▸ **Stated exercise**
Please copy the entries from the line containing "If you could locate the boulder" through the end of the entries, swapping "boulder" for "large rock" and changing nothing else.

▸ **Exercise inputs**
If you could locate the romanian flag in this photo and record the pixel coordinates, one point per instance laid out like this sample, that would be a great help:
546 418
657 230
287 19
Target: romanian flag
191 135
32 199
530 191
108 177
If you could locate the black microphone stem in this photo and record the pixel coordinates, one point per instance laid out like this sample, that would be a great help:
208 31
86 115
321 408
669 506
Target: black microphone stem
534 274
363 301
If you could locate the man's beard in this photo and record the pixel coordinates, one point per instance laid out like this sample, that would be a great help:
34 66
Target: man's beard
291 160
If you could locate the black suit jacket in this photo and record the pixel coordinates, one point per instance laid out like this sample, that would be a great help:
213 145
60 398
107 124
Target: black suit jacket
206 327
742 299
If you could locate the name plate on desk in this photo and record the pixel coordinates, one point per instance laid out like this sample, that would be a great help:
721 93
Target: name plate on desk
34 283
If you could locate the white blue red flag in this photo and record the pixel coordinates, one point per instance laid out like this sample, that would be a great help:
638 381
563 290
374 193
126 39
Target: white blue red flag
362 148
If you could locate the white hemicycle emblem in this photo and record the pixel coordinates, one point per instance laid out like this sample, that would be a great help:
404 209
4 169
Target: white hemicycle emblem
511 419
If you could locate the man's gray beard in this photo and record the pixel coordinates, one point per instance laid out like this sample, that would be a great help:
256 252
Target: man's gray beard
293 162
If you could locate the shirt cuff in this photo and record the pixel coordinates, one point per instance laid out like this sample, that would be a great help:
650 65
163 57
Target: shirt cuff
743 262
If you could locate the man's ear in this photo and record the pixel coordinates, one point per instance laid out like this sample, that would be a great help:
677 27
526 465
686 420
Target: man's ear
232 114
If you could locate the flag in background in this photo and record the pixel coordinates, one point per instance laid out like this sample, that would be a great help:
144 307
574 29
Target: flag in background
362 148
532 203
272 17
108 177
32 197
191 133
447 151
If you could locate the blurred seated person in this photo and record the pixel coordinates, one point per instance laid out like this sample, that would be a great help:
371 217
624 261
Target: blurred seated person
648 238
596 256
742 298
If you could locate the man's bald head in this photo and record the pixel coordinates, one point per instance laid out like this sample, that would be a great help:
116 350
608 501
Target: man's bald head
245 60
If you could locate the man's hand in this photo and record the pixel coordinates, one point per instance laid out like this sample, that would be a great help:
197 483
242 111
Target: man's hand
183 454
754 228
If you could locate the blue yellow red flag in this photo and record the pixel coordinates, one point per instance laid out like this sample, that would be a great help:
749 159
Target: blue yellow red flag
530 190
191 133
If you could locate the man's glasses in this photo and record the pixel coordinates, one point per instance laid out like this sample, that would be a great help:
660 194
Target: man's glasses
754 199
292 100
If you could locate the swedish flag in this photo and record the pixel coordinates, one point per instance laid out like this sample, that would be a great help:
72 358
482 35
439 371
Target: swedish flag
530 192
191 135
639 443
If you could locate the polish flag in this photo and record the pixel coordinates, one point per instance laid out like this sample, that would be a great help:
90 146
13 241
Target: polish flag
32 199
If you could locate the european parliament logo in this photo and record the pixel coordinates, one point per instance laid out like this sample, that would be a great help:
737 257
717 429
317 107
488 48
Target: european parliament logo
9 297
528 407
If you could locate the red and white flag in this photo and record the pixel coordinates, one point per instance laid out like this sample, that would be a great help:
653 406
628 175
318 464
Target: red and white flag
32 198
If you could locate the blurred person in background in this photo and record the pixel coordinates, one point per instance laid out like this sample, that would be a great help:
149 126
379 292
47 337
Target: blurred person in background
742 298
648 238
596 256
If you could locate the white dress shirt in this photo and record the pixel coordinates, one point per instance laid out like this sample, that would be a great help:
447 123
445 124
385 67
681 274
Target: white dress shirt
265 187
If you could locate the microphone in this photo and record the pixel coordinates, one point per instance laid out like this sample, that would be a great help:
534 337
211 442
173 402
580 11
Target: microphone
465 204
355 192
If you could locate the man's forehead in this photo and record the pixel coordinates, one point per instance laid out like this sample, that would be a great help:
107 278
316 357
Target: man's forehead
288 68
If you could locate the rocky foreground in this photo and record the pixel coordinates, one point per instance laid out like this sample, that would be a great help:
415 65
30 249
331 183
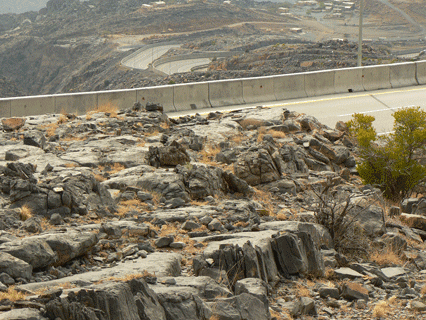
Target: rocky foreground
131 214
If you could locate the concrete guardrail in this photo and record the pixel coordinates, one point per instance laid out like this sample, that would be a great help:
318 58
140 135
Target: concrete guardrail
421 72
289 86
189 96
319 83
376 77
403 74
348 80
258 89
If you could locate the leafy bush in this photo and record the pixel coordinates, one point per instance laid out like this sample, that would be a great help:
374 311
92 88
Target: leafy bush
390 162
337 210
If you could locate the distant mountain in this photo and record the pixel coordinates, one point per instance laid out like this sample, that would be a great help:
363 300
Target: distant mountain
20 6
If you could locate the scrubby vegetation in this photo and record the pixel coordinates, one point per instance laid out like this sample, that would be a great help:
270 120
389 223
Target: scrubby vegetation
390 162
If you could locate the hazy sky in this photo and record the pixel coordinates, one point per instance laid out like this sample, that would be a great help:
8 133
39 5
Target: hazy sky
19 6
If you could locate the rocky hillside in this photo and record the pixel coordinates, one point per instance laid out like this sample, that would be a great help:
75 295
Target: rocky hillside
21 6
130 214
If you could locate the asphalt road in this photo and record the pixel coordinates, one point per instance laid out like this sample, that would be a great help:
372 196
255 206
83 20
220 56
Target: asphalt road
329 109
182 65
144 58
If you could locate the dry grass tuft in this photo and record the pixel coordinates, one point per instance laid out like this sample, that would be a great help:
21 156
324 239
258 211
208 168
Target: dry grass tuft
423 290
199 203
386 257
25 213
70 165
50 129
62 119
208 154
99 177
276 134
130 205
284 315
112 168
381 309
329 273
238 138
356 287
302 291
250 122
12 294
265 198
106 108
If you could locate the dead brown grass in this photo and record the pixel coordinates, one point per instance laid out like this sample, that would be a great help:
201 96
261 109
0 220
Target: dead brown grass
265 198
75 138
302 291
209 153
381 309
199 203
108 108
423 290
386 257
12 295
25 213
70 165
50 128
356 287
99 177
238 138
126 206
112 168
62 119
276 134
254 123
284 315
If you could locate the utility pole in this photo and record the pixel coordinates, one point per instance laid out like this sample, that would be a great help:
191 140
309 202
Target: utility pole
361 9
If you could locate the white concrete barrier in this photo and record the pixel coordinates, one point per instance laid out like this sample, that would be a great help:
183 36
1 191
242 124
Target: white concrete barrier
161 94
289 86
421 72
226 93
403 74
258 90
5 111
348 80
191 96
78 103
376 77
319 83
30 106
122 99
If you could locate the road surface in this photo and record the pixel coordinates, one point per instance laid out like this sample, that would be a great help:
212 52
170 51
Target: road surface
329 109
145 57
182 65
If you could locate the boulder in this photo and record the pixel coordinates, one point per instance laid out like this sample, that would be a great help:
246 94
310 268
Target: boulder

▸ **Full answer**
If you could locate the large rock in this photo and record the pixel coordinates, one point per instance laid out like this sample, that would be a great help:
246 94
310 268
Target: large rock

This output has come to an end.